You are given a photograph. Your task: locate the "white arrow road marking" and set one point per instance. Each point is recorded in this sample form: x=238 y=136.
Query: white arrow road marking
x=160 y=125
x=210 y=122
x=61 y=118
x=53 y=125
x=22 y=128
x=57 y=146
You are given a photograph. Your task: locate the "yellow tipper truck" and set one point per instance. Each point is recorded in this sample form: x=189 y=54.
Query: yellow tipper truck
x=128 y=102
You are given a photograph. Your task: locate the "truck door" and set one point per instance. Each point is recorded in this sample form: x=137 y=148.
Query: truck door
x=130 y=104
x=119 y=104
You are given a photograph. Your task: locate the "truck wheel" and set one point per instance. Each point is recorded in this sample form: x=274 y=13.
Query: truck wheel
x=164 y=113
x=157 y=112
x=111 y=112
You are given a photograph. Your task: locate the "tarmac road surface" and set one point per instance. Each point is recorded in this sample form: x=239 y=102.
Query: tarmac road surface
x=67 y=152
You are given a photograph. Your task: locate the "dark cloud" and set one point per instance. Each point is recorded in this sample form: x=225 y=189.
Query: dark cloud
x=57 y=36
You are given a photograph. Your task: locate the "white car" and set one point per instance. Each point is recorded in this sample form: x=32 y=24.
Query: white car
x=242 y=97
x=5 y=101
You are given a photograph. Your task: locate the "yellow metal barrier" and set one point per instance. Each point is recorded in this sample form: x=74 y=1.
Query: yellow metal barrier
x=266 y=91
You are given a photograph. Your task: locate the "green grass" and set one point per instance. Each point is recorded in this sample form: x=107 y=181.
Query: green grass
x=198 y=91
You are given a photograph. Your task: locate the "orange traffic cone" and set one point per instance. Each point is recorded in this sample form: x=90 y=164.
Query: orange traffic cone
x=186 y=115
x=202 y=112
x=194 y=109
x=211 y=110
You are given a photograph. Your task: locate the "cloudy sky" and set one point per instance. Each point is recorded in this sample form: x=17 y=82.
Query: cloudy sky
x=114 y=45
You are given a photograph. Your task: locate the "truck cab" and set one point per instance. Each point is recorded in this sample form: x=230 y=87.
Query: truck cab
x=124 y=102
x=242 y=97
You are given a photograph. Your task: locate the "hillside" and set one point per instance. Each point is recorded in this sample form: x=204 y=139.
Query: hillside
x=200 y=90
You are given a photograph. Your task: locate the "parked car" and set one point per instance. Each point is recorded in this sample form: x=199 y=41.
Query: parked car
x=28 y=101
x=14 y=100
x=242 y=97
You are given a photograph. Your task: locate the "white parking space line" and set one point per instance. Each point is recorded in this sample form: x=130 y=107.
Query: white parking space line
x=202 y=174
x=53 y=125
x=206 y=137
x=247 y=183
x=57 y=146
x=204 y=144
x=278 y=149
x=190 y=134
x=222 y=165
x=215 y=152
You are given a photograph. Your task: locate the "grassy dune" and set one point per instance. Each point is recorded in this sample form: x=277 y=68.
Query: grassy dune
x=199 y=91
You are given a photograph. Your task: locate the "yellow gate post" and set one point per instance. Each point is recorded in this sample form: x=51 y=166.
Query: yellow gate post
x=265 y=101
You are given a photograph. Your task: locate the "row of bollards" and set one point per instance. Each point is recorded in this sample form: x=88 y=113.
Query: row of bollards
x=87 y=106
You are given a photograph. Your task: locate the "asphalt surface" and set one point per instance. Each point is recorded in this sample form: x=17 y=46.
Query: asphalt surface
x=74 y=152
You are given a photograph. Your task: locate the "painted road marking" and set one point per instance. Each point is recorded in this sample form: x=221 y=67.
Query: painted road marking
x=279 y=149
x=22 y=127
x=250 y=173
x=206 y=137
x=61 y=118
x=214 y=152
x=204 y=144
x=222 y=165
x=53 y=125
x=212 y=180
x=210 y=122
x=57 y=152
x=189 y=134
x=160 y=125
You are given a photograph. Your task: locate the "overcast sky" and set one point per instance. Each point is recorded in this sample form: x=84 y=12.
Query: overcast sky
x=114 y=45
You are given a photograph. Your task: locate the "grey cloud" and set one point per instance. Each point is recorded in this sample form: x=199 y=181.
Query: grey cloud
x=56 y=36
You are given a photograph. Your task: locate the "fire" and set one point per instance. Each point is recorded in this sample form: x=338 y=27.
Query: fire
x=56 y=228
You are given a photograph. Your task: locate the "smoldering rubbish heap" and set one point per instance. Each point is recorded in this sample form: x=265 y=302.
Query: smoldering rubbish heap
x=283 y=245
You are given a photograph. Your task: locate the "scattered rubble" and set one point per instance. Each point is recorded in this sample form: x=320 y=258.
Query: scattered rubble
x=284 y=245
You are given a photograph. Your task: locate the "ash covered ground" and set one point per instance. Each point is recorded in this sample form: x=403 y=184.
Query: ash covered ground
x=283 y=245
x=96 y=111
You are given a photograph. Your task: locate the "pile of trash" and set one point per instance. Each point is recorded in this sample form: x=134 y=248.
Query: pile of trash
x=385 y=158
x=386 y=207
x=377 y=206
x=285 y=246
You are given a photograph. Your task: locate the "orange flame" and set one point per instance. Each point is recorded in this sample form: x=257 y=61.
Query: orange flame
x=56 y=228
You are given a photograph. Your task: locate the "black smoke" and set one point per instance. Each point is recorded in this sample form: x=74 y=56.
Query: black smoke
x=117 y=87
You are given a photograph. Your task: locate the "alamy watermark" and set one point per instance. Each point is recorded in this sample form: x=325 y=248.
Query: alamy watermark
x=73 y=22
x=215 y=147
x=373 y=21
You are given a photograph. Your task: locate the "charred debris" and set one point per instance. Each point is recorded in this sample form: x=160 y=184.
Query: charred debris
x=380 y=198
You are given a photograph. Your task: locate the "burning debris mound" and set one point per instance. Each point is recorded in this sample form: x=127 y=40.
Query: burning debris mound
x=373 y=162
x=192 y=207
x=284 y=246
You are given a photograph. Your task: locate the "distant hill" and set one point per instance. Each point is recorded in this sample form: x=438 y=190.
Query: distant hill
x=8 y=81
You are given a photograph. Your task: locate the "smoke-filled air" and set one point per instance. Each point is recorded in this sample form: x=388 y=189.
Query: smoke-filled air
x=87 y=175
════════════════════
* REQUIRED WORK
Reproduce everything from the line containing "form: x=127 y=40." down to the end of the material, requests included, scaling every point coordinate in the answers by 0.55 and rounding to whole numbers with halves rounded up. Leave the numbers in the requests and their sample forms unchanged.

* SOLUTION
You are given a photograph. Your task: locate the "burning debris mound" and set one point per instance. Each point is recorded in this sample form: x=127 y=40.
Query: burning debris mound
x=205 y=89
x=106 y=114
x=156 y=135
You are given a photograph. Your task: locate the "distant hill" and set one point per instance. Each point is recorded in this sample form: x=438 y=190.
Query: distant hill
x=4 y=45
You are given a photograph. Your task: locate the "smoke-filled air" and set one point per instance. Each point is recorded in this sample form: x=388 y=189.
Query: smoke-filled air
x=48 y=96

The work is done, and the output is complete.